Carlson, while externally competitive, is internally supportive. I want every one of my classmates to succeed and I know they feel the same. I witness networking help, advice on career paths, tutoring on school work and personal support on a daily basis. We all genuinely want our classmates to achieve the career to which they aspire, with the love of their lives by their side and a smile on their face. There is always a person to explain a concept, find an employee at that company you've heard of or listen to your woes. It's astonishing.
That being said, Carlson is externally competitive. We compete, on par, with all of the mouth-watering schools previously mentioned for the best jobs at the best companies. In, fact, we get to know these companies and their employees, personally. Example: I called a recruiter to turn down a job offer and wound up talking with her for ten minutes about her career path and my long term goals. We have since had drinks and stayed in contact. The connections I have made through Carlson are not "networking" in a "you-scratch-my-back-I'll-scratch yours" sense. They are personal connections and potentially, long-term friendships.
Carlson was one of the best choices I ever fell into.
Had I gone to b-school two years earlier, I would have selected a prestigious program and gotten a job I wanted. Instead, I wound up in a prestigious program, in a great city, with fantastic peers, supportive faculty and an incredibly close community. And I got the same job: a consulting gig at a top firm.
I have absolutely loved my experience and I'm thrilled with the outcome, even if it took 21 years of school to get here.
====
— Requirement 1 —
Reproduce the listing word for word, starting at its first line and ending with the line that holds "x=256, y=436", with that line included.

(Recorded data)
====
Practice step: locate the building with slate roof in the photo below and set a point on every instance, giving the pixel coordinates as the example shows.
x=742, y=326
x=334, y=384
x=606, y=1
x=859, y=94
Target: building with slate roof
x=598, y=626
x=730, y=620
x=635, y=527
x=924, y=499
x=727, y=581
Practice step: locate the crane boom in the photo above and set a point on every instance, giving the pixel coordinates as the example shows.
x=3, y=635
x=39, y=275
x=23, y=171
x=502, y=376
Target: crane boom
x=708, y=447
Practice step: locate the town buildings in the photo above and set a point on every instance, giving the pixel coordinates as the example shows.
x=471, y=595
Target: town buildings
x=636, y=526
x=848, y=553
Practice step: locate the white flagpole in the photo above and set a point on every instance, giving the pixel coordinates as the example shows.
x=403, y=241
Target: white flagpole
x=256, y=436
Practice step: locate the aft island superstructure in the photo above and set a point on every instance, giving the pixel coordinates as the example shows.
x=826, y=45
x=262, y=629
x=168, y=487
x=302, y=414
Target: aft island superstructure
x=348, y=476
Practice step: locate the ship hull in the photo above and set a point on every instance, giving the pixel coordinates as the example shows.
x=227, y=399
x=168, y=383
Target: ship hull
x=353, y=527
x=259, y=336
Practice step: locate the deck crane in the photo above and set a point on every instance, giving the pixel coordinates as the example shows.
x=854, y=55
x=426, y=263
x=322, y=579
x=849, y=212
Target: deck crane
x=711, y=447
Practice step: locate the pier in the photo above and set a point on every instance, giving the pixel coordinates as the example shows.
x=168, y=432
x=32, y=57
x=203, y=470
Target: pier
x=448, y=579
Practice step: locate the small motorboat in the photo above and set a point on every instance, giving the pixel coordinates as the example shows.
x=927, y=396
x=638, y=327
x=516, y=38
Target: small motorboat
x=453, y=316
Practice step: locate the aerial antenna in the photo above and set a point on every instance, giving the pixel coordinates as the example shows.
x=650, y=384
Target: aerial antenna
====
— Requirement 2 —
According to the essay about Carlson, how many years of school did it take the writer to get to this point?

— Solution 1 —
Practice step: locate the building with slate roof in the photo below and set a point on every instance, giving the pixel coordinates as the example shows.
x=742, y=326
x=334, y=384
x=606, y=1
x=859, y=94
Target: building with slate roof
x=598, y=626
x=730, y=620
x=635, y=527
x=924, y=499
x=727, y=581
Practice step: locate the crane boom in the photo above and set a point on every instance, giving the pixel coordinates as the example shows.
x=3, y=635
x=39, y=275
x=23, y=171
x=502, y=376
Target: crane boom
x=708, y=447
Practice step: locate the town buildings in the photo above and set a point on every instance, giving the pixel coordinates as the example shows.
x=471, y=595
Target: town buildings
x=636, y=526
x=848, y=553
Practice step: locate the white flagpole in the photo above and set a point on every instance, giving the pixel coordinates as the example shows.
x=403, y=241
Target: white flagpole
x=256, y=436

— Solution 2 —
21 years.